OPDRACHTEN |
1. Geef voor elke uitspraak aan of die klopt met de tekst over waterbeheer hieronder: (a) Het IWGR2 is opgesteld voor de periode tot 1 januari 2006. (b) De strategienota vormt een wettelijk plankader. (c) De bodem van het plangebied bestaat uit zand. Antwoord telkens met ja of nee en citeer de beslissende woorden uit de tekst letterlijk.
2. Geef letterlijk het stuk uit de tekst over waterbeheer hieronder, beginnend bij "Naar aanleiding van" en eindigend bij "het Rivierengebied (2003).".

PAGINATEKST |
————————
Naar aanleiding van de Startovereenkomst Waterbeheer 21e eeuw (2001) zijn voor alle stroomgebieden in Nederland langetermijnvisies opgesteld, zo ook voor het Rivierengebied (2003).
Deze moeten inzicht geven in de wateropgaven die regionale watersystemen in 2015 op orde brengen en richting 2050 op orde houden, alsmede welke maatregelen en kosten daarmee gemoeid zijn. Hiermee geven de provincie Gelderland, het Waterschap Rivierenland en Rijkswaterstaat Directie Oost-Nederland hun invulling aan deze afspraak en aan het Nationaal Bestuursakkoord Water (2003). De maatregelen zijn gericht op het voorkomen van wateroverlast in landelijk en in stedelijk gebied, herstellen van ecologisch waardevolle wateren, verdrogingsbestrijding, drinkwatervoorziening en het voorkomen van watertekort.
Waterschapsbeleid
Waterschap Rivierenland heeft haar beleid vastgelegd in het Integraal Waterbeheerplan Gelders Rivierengebied (IWGR2). Dit is opgesteld voor de periode tot 1 januari 2006 en beslaat een groot deel van het beheergebied van Waterschap Rivierenland, waaronder de gemeente Buren. Gekozen is om dit waterbeheerplan en de waterbeheerplannen voor de rest van het beheergebied opgestelde beheerplannen te verlengen tot december 2009. Voor de periode 2006-2009 is aanvullend hierop een strategienota 2006-2009 met 7 gebiedsgerichte uitvoeringsplannen opgesteld. De gebiedsgerichte uitvoeringsplannen krijgen de status van partiële herziening van het IWGR2. De strategienota vormt geen wettelijk plankader, maar moet worden gezien als aanvulling op de waterbeheerplannen tot 2009. De kern Eck en Wiel ligt in de Betuwe.
De gemeente Buren is in samenwerking met het Waterschap Rivierenland gestart met het opstellen van het Waterplan Buren. Ten tijde van het voorbereiden van dit bestemmingsplan was het Waterplan echter nog in een dusdanig stadium dat het niet bruikbaar was voor deze waterparagraaf.
Huidige situatie
Het plangebied ligt ten noordoosten van de kern Eck en Wiel. De omgeving van het plangebied is voornamelijk agrarisch in gebruik. De bodem bestaat uit rivierklei en de hoogte van het maaiveld ligt op circa NAP +5,5 m. De gemiddeld hoogste grondwaterstand ligt 0,8 m tot 1,4 m onder het maaiveld, terwijl de gemiddeld laagste grondwaterstand meer dan 1,2 m onder het maaiveld ligt. Het betreft een kwelgevoelig gebied.
————————
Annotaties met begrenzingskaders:
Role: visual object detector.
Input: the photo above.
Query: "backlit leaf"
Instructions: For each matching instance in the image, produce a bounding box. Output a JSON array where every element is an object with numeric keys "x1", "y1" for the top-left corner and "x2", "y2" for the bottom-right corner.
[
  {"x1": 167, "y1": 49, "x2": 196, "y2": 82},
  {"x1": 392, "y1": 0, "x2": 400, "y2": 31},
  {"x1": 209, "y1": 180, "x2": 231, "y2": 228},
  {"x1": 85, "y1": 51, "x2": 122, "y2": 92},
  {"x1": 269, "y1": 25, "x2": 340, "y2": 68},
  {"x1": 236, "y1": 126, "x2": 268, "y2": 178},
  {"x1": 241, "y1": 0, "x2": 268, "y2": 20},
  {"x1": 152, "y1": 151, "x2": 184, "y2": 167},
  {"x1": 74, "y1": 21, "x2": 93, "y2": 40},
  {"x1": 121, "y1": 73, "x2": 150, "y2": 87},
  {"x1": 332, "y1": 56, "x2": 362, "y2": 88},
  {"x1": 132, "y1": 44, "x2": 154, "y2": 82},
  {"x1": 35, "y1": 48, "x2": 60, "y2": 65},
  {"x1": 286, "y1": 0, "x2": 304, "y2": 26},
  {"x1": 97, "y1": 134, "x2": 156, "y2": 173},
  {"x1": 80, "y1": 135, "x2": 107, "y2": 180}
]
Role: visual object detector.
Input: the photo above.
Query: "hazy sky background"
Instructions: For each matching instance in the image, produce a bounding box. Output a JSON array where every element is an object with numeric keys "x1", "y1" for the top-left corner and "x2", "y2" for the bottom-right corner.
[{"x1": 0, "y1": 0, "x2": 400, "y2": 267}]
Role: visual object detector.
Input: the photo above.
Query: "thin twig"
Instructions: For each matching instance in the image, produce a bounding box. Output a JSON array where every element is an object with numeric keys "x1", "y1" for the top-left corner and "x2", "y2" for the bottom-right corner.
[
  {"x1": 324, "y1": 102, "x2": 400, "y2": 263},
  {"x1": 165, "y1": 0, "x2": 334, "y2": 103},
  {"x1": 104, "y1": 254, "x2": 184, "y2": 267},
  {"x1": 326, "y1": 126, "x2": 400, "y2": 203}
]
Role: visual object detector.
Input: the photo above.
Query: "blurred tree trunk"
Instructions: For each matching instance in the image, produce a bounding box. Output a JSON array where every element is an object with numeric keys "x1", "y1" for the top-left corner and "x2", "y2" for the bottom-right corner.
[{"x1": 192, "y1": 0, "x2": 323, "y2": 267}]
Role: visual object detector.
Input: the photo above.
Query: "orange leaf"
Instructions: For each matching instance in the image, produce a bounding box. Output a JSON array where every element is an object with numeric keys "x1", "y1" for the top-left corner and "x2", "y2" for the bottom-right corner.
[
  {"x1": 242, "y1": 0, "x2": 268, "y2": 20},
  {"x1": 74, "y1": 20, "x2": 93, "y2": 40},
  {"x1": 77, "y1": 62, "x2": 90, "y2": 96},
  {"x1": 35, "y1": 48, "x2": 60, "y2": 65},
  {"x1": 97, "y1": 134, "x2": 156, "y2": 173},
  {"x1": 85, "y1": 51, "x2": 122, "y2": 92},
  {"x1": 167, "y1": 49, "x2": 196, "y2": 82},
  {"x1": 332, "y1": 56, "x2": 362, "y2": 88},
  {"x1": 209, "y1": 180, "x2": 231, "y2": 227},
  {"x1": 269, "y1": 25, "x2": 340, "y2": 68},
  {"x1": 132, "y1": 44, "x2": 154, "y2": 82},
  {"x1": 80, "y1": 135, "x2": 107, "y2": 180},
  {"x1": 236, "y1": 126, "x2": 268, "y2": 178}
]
————————
UITKOMSTEN OEFENING |
1.
(a) Ja: "Dit is opgesteld voor de periode tot 1 januari 2006"
(b) Nee: "De strategienota vormt geen wettelijk plankader"
(c) Nee: "De bodem bestaat uit rivierklei"

2.
Naar aanleiding van de Startovereenkomst Waterbeheer 21e eeuw (2001) zijn voor alle stroomgebieden in Nederland langetermijnvisies opgesteld, zo ook voor het Rivierengebied (2003).